= Text for analysis =
• • • • • • •

Whose 5 stars? Online 'user' reviews get scrutiny

ByABC News
July 29, 2009, 4:38 PM

NEW YORK -- The website said an herbal remedy could cure cancer and offered miraculous firsthand accounts. One woman offered to "share my experience": The formula had routed her lymphoma, sparing her radiation treatment, she said.

The woman, Holly Bacon, also owned the company selling the product she praised online, authorities said.

A growing number of regulators, trade groups and site owners are cracking down on so-called "AstroTurf" marketing seeding the Internet with seemingly grass-roots testimonials, reviews and comments that aren't as organic as they seem.

The Federal Trade Commission told Bacon in a settlement last fall to tone down her claims and change her promotional tactics. And this month, New York Attorney General Andrew Cuomo announced a $300,000 settlement with a cosmetic surgery firm he said had employees pose as clients to write glowing testimonials and online journals.

• • • • • • •

(Saved entries)
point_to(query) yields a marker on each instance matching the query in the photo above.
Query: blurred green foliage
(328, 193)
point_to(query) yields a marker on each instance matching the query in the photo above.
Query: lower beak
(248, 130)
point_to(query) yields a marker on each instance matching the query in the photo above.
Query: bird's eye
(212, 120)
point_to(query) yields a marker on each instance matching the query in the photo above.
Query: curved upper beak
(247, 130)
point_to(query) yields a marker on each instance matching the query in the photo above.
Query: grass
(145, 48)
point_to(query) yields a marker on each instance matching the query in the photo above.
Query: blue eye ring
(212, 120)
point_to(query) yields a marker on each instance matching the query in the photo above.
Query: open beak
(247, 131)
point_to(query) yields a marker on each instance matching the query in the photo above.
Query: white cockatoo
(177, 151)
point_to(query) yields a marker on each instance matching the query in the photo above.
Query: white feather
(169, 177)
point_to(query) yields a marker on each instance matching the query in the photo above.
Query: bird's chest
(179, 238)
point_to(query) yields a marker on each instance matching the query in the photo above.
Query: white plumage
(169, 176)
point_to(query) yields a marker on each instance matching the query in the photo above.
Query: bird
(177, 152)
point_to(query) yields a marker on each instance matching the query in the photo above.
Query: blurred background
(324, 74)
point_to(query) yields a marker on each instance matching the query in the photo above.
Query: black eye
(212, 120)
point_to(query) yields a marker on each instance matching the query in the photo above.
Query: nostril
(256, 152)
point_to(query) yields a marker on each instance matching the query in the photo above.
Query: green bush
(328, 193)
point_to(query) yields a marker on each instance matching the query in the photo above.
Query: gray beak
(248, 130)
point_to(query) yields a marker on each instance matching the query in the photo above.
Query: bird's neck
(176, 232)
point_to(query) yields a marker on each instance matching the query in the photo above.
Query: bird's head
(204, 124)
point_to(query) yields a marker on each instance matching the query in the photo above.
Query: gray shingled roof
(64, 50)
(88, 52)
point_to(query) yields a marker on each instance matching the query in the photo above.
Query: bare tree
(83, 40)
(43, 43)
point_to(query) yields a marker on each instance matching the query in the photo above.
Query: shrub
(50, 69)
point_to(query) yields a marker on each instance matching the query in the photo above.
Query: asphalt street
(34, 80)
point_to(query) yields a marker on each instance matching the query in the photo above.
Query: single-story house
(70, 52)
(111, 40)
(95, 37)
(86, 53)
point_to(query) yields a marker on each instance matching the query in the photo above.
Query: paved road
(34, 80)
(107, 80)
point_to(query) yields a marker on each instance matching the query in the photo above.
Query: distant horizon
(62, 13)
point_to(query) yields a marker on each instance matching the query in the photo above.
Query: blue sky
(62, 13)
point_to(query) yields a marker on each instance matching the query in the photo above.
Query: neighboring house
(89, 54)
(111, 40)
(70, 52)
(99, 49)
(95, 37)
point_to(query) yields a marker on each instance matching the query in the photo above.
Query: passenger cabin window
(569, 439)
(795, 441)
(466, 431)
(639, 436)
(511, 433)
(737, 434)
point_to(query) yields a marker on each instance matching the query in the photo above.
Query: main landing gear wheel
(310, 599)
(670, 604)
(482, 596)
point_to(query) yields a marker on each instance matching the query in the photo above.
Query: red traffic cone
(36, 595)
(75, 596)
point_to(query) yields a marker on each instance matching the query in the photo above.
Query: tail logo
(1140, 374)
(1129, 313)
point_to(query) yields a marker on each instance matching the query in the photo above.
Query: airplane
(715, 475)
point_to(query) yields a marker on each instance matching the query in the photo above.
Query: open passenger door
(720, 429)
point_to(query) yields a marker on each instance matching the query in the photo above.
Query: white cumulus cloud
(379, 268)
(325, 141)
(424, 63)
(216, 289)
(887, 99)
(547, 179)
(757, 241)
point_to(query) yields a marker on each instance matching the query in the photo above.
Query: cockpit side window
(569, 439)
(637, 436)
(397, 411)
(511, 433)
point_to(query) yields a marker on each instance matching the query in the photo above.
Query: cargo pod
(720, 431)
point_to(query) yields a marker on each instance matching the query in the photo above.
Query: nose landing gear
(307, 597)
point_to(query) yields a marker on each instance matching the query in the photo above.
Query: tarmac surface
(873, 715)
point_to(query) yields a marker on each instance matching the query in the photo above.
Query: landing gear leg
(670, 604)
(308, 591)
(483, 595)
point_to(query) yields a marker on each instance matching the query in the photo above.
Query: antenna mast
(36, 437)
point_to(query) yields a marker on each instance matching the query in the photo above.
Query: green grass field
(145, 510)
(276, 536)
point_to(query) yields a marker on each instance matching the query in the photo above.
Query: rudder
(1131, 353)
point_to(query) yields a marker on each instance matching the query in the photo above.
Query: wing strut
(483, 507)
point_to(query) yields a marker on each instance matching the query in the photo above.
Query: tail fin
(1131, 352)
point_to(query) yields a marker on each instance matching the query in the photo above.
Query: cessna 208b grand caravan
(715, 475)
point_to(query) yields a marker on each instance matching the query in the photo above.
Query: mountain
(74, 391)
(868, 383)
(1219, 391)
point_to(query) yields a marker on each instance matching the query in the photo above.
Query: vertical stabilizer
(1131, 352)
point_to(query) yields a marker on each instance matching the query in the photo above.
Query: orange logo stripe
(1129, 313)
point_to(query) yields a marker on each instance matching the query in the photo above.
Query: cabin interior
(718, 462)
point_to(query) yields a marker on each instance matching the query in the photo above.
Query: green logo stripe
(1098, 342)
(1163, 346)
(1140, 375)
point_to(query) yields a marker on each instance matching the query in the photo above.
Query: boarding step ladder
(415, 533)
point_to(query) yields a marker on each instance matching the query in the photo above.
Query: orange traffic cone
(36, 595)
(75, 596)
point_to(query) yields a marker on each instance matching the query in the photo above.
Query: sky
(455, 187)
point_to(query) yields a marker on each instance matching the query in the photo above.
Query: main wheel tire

• • • • • • •

= Task instructions =
(a) Summarize the news article on scrutiny of online user reviews in two sentences.
(b) Extract the passage of the news article on online user reviews starting with "A growing number" and going on through "as they seem.".
The material above comes from a separate source.

= Responses =
(a) Regulators, trade groups and site owners are increasingly cracking down on "AstroTurf" marketing, which seeds the Internet with testimonials, reviews and comments that seem grass-roots but aren't. The Federal Trade Commission told Holly Bacon, who praised online an herbal cancer remedy that authorities said her own company sold, to tone down her claims in a settlement, and New York Attorney General Andrew Cuomo announced a $300,000 settlement with a cosmetic surgery firm he said had employees pose as clients to write glowing testimonials.

(b)
A growing number of regulators, trade groups and site owners are cracking down on so-called "AstroTurf" marketing seeding the Internet with seemingly grass-roots testimonials, reviews and comments that aren't as organic as they seem.